**** Selection

Using the CLI, you can create uniform instance group clusters that specify a unique custom AMI for each instance type in the instance group. This allows you to use different instance architectures in the same instance group. Each instance type must use a custom AMI with a matching architecture. For example, you would configure an m5.xlarge instance type with an x86_64 architecture custom AMI, and an m6g.xlarge instance type with a corresponding AWS AARCH64 (ARM) architecture custom AMI.

The following example shows a uniform instance group cluster created with two instance types, each with its own custom AMI. Notice that the custom AMIs are specified only at the instance type level, not at the cluster level. This is to avoid conflicts between the instance type AMIs and an AMI at the cluster level, which would cause the cluster launch to fail.

aws emr create-cluster --release-label emr-5.30.0 \ --service-role EMR_DefaultRole \ --ec2-attributes SubnetId=subnet-22XXXX01,InstanceProfile=EMR_EC2_DefaultRole \ --instance-groups \ InstanceGroupType=MASTER,InstanceType=m5.xlarge,InstanceCount=1,CustomAmiId=ami-123456 \ InstanceGroupType=CORE,InstanceType=m6g.xlarge,InstanceCount=1,CustomAmiId=ami-234567

You can add multiple custom AMIs to an instance group that you add to a running cluster. The CustomAmiId argument can be used with the add-instance-groups command as shown in the following example.

aws emr add-instance-groups --cluster-id j-123456 \ --instance-groups \ InstanceGroupType=Task,InstanceType=m5.xlarge,InstanceCount=1,CustomAmiId=ami-123456

Use the Java SDK to create an instance group

You instantiate an InstanceGroupConfig object that specifies the configuration of an instance group for a cluster. To use Spot Instances, you set the withBidPrice and withMarket properties on the InstanceGroupConfig object. The following code shows how to define primary, core, and task instance groups that run Spot Instances.

********

Task statement
Copy the portion of the passage on custom AMIs that opens with "aws emr add-instance-groups" and ends with "run Spot Instances.". The records that come next are separate material with no connection to the passage on custom AMIs.

**** Recorded information

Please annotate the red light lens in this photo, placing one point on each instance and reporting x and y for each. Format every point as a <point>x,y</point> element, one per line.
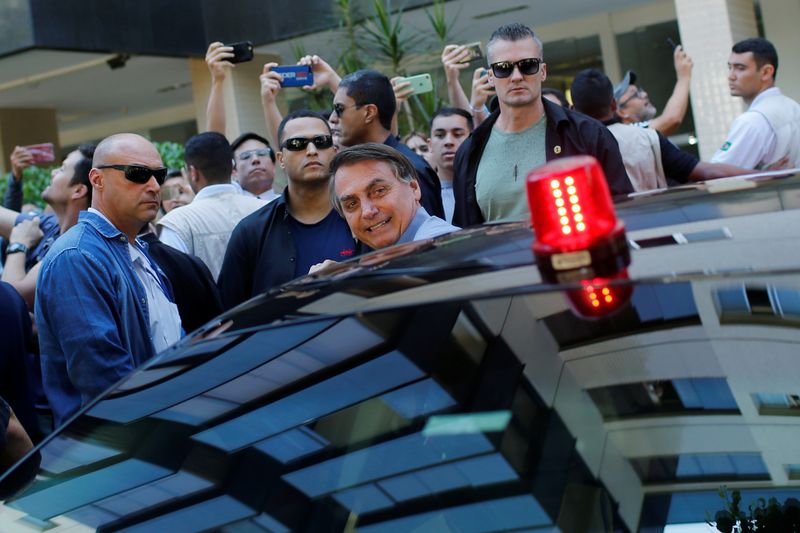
<point>600,297</point>
<point>570,205</point>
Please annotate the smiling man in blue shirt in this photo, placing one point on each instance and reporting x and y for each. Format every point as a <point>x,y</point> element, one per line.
<point>102,306</point>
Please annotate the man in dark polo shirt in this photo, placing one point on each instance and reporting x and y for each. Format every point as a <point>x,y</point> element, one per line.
<point>282,240</point>
<point>524,133</point>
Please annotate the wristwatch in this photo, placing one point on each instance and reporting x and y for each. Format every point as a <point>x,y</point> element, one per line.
<point>16,247</point>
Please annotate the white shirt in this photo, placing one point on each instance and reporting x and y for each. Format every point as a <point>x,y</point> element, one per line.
<point>171,238</point>
<point>751,140</point>
<point>165,322</point>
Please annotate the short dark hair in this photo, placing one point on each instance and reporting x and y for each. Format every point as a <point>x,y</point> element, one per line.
<point>401,166</point>
<point>763,52</point>
<point>592,93</point>
<point>371,87</point>
<point>558,94</point>
<point>211,154</point>
<point>300,113</point>
<point>513,32</point>
<point>251,136</point>
<point>82,168</point>
<point>449,112</point>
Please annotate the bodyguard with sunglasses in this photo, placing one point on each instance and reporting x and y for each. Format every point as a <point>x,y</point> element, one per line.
<point>282,240</point>
<point>524,133</point>
<point>103,307</point>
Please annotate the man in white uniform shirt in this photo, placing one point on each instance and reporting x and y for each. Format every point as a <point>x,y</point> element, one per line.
<point>767,135</point>
<point>203,228</point>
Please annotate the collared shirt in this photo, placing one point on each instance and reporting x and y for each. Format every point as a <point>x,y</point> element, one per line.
<point>171,237</point>
<point>751,140</point>
<point>165,322</point>
<point>424,226</point>
<point>92,314</point>
<point>261,253</point>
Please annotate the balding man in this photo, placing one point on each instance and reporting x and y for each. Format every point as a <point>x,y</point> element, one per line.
<point>102,306</point>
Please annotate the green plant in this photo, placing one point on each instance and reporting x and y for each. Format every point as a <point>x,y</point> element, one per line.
<point>171,153</point>
<point>762,516</point>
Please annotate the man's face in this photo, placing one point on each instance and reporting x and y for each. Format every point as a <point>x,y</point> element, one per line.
<point>59,192</point>
<point>377,205</point>
<point>254,172</point>
<point>745,79</point>
<point>447,134</point>
<point>311,163</point>
<point>350,119</point>
<point>517,90</point>
<point>635,105</point>
<point>127,204</point>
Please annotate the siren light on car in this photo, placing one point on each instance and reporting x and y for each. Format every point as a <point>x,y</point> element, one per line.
<point>578,235</point>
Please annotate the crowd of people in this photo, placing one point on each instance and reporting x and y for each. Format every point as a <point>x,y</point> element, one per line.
<point>129,255</point>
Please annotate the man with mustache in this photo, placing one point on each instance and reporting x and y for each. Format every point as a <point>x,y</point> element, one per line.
<point>103,307</point>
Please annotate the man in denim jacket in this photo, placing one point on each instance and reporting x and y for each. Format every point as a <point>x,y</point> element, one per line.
<point>103,307</point>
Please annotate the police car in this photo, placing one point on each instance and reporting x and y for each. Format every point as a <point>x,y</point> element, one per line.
<point>457,385</point>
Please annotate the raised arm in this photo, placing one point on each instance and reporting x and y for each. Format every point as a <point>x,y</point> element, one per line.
<point>671,118</point>
<point>218,65</point>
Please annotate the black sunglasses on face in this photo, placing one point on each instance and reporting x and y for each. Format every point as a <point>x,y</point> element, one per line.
<point>340,108</point>
<point>504,69</point>
<point>139,174</point>
<point>295,144</point>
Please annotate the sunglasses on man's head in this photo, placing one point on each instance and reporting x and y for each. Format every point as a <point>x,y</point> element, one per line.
<point>139,174</point>
<point>295,144</point>
<point>260,152</point>
<point>504,69</point>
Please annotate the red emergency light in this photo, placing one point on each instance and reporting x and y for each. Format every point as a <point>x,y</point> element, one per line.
<point>578,235</point>
<point>600,297</point>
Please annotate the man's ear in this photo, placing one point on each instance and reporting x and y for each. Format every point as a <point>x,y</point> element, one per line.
<point>96,179</point>
<point>372,113</point>
<point>81,191</point>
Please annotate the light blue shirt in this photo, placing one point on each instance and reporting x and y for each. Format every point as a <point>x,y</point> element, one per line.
<point>424,226</point>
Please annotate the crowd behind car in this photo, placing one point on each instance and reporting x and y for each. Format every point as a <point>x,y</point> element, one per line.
<point>129,256</point>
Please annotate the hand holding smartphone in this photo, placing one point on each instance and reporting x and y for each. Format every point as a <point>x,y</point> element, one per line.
<point>41,153</point>
<point>295,75</point>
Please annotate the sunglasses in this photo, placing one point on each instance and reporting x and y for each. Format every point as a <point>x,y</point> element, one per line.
<point>504,69</point>
<point>140,175</point>
<point>295,144</point>
<point>340,108</point>
<point>260,152</point>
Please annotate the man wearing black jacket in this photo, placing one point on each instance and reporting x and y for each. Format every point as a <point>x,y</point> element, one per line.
<point>524,133</point>
<point>285,238</point>
<point>363,107</point>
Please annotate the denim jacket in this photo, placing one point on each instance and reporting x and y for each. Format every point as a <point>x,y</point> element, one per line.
<point>91,311</point>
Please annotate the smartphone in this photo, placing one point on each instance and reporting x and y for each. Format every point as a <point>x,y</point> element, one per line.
<point>242,51</point>
<point>475,52</point>
<point>41,153</point>
<point>420,84</point>
<point>295,75</point>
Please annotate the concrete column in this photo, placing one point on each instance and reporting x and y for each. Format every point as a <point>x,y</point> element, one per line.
<point>709,28</point>
<point>26,126</point>
<point>780,27</point>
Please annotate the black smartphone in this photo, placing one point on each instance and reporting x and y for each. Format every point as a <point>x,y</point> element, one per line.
<point>242,52</point>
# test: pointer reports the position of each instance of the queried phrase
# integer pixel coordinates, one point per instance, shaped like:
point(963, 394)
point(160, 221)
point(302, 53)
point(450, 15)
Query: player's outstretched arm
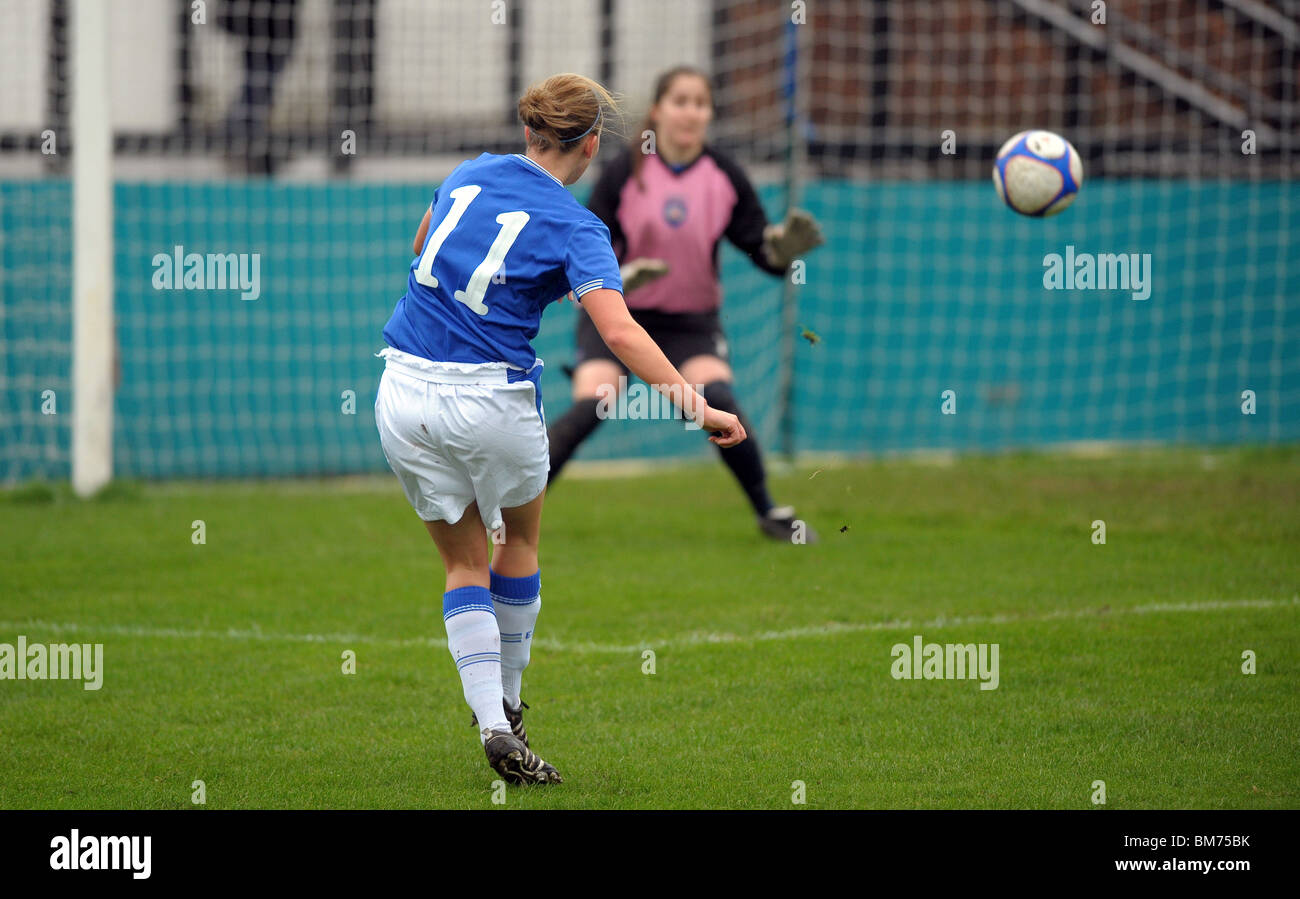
point(631, 343)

********

Solution to this exercise
aws emr add-instance-groups --cluster-id j-123456 \ --instance-groups \ InstanceGroupType=Task,InstanceType=m5.xlarge,InstanceCount=1,CustomAmiId=ami-123456

Use the Java SDK to create an instance group

You instantiate an InstanceGroupConfig object that specifies the configuration of an instance group for a cluster. To use Spot Instances, you set the withBidPrice and withMarket properties on the InstanceGroupConfig object. The following code shows how to define primary, core, and task instance groups that run Spot Instances.